* _TÂCHES DE L'EXERCICE_:
1. Transcrivez le passage du texte sur les fraudes visant les personnes âgées qui commence par « Depuis quelque temps, les » et se poursuit jusqu'à « suivre le mouvement. ».
2. Répondez à ces questions d'après le texte sur les fraudes visant les personnes âgées :
(a) Quel pourcentage des fraudes commises par des préposés aux bénéficiaires concerne les soins à domicile ?
(b) Quelles compagnies de transfert d'argent ont collaboré à l'enquête sur les fraudes dont des aînés ont été victimes à Calgary ?
(c) De quelle somme la préposée qui se rendait chez ses patients à domicile les aurait-elle fraudés ?
3. Poursuivez le texte sur les fraudes visant les personnes âgées à la suite de sa dernière phrase.

* _DOCUMENT SOURCE_:

_ _ _ _ _ _ _

Depuis quelque temps, les médias rapportent un grand nombre d’abus (notamment financiers) à l’égard des personnes âgées. Et force est de constater que les moyens mis en œuvre par les fraudeurs sont de plus en plus «technologiques»; et on peut supposer que les moyens mis en œuvre pour contrecarrer les abuseurs deviendront eux-aussi de plus en plus « technologiques » pour suivre le mouvement.
Les « techniques » des abuseurs
Il y a bien sûr les fraudes téléphoniques, comme ce Montréalais qui a fraudé des personnes âgées en Alberta voire même en Colombie Britannique et qui a fait l’objet d’une enquête par la police (1).
Ce type de fraude vise généralement des personnes âgées, à qui l’on fait croire au téléphone qu’un proche a besoin d’argent immédiatement pour se sortir du pétrin – un accident ou des démêlés avec la justice -, par exemple. Le fraudeur demande à sa victime d’envoyer de l’argent au moyen d’un transfert, d’une carte de crédit prépayée ou par messagerie. (1) |
Il y a aussi des fraudes dans les résidences pour aînés et les CHSLD, où les fraudeurs manifestent parfois des trésors d’ingéniosité, comme cette préposée qui a volé les cartes de crédit d’une résidente, ou cet employé d’une coopérative de solidarité de services à domicile, qui desservait plusieurs résidences pour personnes âgées(3), ou encore cette autre préposée, qui se rendait chez ses patients à domicile et qui les aurait fraudés de plus de un demi million de dollars (4).
Et les plaintes de cette nature sont en hausse, comme le souligne le journaliste Tommy Chouinard (4). On peut noter cependant que ces fraudes faites par des préposés aux bénéficiaires n’ont pas toutes été perpétrées dans des RPA. Les statistiques semblent êtres les suivantes: soins à domicile : 44%; Chsld : 23% et RPA : 16% (4).
La technologie pour contrer les abus
On comprend donc l’importance de l’étude des antécédents judiciaires (autre technique au service des usagers des résidences pour ainés), pour repérer des préposés comme ceux cités plus haut qui n’en étaient pas à leur première frasque (2). La création d’un « ordre professionnel » qui encadrerait la pratique des préposés aux bénéficiaires a même été proposée pour effectuer un contrôle plus serré(4).
Lorsque toutes les mesures de prévention ont échoué, les enquêteurs et leurs technologies prennent le relais : par exemple, une enquête sur des fraudes dont furent victimes des aînés à Calgary a nécessité la collaboration d’enquêteurs des services de police de Calgary, d’Edmonton et de Montréal, la GRC et les compagnie de transfert d’argent Western Union et Moneygram International(1); et à Montréal, un sergent détective de la SPVM est « responsable du traitement des plaintes pour fraude contre les personnes âgées » (4).

_ _ _ _ _ _ _

* _LIGNES DE DONNÉES_:
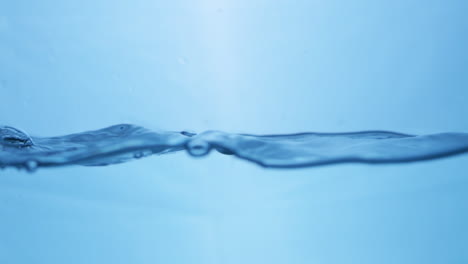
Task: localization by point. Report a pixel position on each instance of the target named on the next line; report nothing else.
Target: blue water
(244, 69)
(123, 142)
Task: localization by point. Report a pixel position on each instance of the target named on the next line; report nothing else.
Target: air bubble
(198, 148)
(31, 165)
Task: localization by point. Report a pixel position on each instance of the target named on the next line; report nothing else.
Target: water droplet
(31, 165)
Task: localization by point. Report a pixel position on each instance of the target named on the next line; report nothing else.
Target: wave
(124, 142)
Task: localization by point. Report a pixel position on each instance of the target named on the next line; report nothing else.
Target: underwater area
(234, 131)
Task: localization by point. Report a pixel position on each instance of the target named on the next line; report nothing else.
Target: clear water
(243, 67)
(123, 142)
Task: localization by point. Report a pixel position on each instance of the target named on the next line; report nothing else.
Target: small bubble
(188, 133)
(3, 24)
(31, 165)
(198, 148)
(141, 154)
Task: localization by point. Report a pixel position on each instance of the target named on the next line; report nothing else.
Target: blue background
(238, 66)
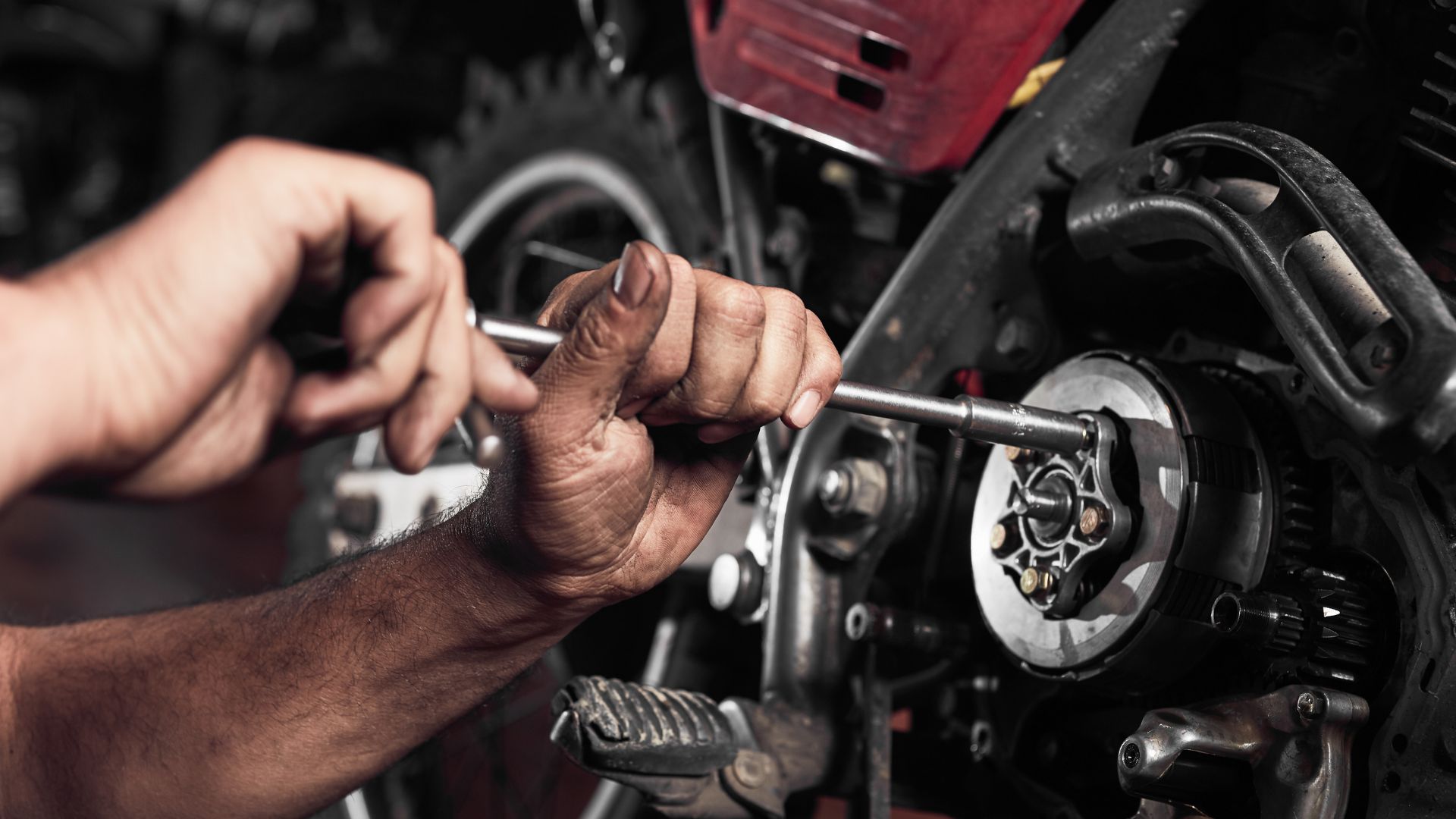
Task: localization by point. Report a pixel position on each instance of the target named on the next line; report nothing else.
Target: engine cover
(913, 85)
(1193, 475)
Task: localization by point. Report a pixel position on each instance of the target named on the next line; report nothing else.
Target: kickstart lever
(976, 419)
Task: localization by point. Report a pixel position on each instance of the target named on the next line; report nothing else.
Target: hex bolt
(1310, 706)
(1166, 172)
(1131, 755)
(750, 768)
(884, 626)
(1003, 539)
(736, 585)
(833, 487)
(1094, 521)
(1036, 580)
(854, 485)
(1382, 356)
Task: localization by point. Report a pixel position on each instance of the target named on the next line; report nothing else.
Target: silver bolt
(1310, 706)
(1094, 521)
(833, 487)
(750, 768)
(736, 585)
(854, 485)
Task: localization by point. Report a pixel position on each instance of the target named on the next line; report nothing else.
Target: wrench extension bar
(974, 419)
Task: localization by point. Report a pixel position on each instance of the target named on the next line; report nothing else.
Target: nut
(1310, 706)
(854, 485)
(1036, 580)
(752, 768)
(1094, 521)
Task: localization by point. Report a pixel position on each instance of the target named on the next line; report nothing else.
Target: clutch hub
(1104, 563)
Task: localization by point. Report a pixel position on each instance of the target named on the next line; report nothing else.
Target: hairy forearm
(265, 706)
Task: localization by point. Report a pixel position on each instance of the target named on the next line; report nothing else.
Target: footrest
(609, 725)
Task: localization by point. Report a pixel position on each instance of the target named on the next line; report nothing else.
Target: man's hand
(180, 385)
(645, 420)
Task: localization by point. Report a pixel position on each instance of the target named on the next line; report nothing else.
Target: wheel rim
(546, 218)
(500, 234)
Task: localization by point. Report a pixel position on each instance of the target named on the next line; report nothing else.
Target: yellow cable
(1033, 83)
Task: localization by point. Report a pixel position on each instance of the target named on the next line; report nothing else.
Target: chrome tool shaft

_ _ _ _ _ _ _

* _RÉPONSES_:
1.
Depuis quelque temps, les médias rapportent un grand nombre d’abus (notamment financiers) à l’égard des personnes âgées. Et force est de constater que les moyens mis en œuvre par les fraudeurs sont de plus en plus «technologiques»; et on peut supposer que les moyens mis en œuvre pour contrecarrer les abuseurs deviendront eux-aussi de plus en plus « technologiques » pour suivre le mouvement.

2.
(a) 44 %.
(b) Western Union et Moneygram International.
(c) De plus d'un demi-million de dollars.

3.
Comme on le voit, si les fraudeurs utilisent à leur compte la technologie (vol de cartes de crédit, appels téléphoniques frauduleux…) la technologie peut aussi être utilisée contre ces fraudeurs…
Reste à savoir jusqu’où la technologie peut être employée sans se retourner contre ceux et celles qu’elle doit protéger…
Les limites de la technologie
Tout cela nous amène au plus récent débat entourant les caméras de sécurité dans les CHLD et les résidences pour personnes âgées. Est-ce que la technologie va trop loin au nom de la sécurité des résidents, au point de menacer leur intimité et celle de leurs proches?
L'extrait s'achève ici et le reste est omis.